EXERCISE
Copy out exactly, from the entries that follow, the line holding "segment(query) outlines every", the line holding "371 702 L 302", and all lines between them, but no pictures.

STORED DATA
::::::::::
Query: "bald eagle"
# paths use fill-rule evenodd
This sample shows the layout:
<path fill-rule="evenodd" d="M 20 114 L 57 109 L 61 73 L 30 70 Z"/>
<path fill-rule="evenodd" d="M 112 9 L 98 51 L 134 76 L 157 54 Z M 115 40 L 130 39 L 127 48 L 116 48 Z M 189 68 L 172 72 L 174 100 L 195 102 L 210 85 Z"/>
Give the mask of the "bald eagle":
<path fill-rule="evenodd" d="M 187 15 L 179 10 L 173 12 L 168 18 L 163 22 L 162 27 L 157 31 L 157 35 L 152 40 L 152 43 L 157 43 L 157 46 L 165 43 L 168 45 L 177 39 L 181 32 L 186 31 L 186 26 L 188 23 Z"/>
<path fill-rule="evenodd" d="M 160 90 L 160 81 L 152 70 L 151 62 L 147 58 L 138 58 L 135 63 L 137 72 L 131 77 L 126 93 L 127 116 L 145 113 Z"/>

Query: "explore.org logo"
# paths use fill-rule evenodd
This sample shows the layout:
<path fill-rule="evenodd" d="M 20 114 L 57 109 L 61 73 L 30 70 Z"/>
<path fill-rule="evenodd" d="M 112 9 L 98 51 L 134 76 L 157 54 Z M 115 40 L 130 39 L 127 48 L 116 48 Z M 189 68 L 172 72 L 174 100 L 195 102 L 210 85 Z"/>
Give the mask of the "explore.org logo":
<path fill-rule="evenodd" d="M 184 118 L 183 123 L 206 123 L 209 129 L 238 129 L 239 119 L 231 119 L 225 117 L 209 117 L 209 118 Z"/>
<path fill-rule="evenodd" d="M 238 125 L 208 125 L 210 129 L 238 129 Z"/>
::::::::::
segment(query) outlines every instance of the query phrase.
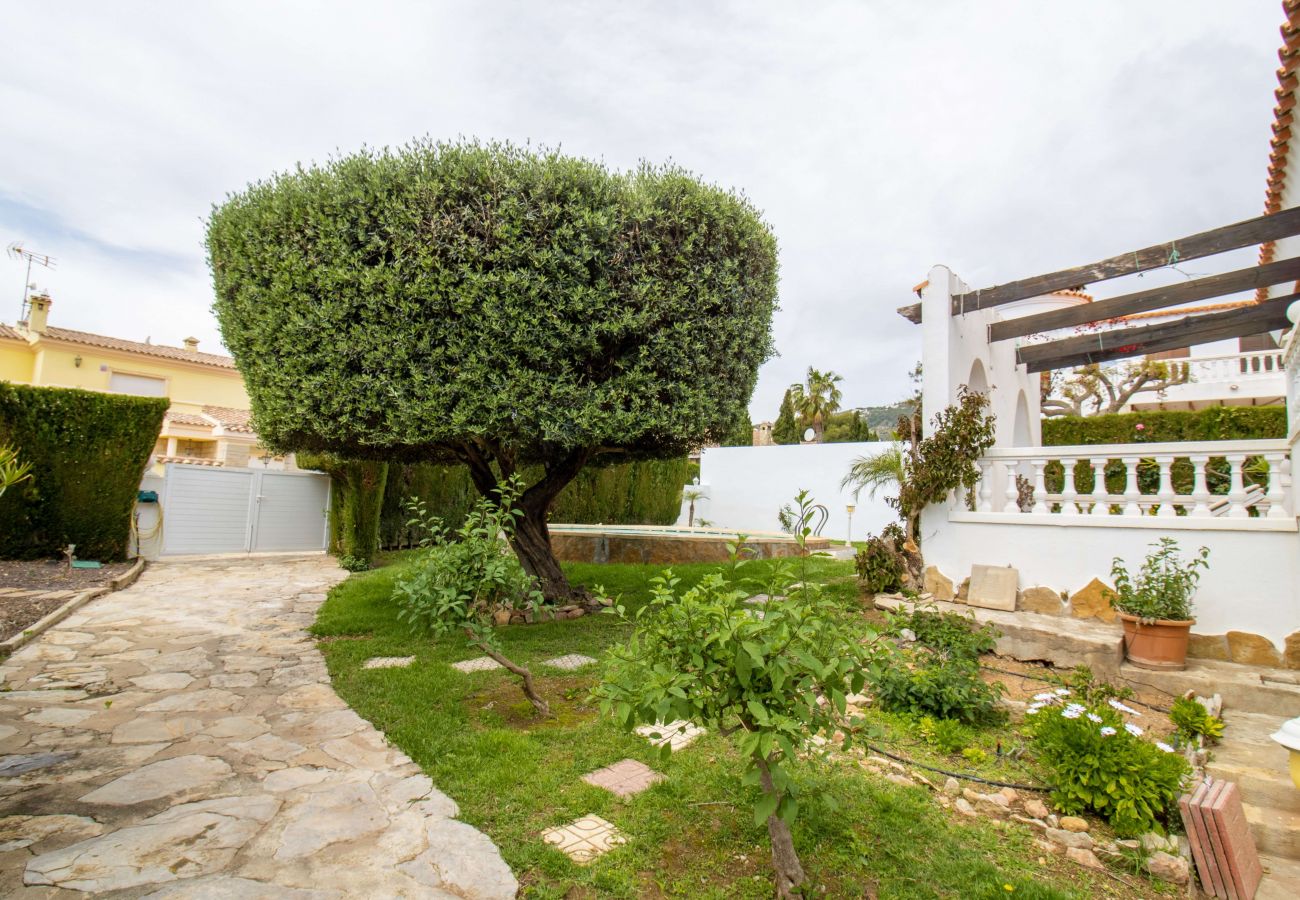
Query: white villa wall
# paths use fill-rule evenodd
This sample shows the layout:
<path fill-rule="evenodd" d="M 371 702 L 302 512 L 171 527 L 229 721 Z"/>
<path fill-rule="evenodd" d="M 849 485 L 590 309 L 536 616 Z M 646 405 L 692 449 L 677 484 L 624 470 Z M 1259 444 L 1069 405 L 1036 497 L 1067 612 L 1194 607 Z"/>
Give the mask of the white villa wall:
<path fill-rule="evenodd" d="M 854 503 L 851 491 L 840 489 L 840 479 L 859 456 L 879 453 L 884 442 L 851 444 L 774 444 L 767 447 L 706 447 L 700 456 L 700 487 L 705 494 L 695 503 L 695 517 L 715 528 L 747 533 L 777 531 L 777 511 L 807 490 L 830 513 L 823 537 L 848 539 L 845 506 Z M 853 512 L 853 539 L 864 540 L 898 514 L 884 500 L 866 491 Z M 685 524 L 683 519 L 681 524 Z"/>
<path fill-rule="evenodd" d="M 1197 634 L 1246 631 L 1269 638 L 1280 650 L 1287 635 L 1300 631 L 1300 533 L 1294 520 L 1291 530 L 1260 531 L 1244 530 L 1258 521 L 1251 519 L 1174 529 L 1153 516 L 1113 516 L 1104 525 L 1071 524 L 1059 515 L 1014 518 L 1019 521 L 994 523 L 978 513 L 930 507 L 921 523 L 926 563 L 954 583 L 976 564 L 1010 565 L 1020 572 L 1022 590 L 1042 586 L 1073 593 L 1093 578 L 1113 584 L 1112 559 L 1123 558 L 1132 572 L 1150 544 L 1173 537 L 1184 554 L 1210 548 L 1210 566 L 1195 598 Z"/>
::::::::::
REPLY TO THE EXERCISE
segment(query) outlines every instance of the query phrase.
Query: white villa wall
# paths use fill-rule evenodd
This sample shows the layout:
<path fill-rule="evenodd" d="M 371 702 L 302 512 L 171 527 L 229 721 Z"/>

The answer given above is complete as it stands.